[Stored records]

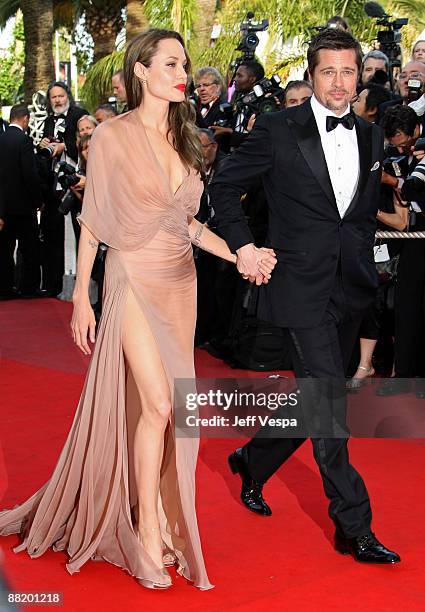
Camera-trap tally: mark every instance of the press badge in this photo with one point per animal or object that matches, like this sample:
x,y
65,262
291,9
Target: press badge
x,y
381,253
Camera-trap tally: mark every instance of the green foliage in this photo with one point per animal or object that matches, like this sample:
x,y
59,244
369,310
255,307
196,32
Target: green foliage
--
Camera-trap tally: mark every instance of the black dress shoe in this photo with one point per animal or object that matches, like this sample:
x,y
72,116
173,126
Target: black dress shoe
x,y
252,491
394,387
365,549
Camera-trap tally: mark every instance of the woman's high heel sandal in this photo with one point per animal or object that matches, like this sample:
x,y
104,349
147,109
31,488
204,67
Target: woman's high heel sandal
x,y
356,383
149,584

- Work task -
Retype, exactly and in full, the lines above from the one containing "Target: press badge" through the one containing "Target: green foliage".

- Output of the exercise -
Target: press badge
x,y
381,253
Camera-trap tally: mark every instance of the green foliage in this photo with one point per animal or object that matches, like this sample:
x,y
59,244
369,310
255,307
196,32
Target: green foliage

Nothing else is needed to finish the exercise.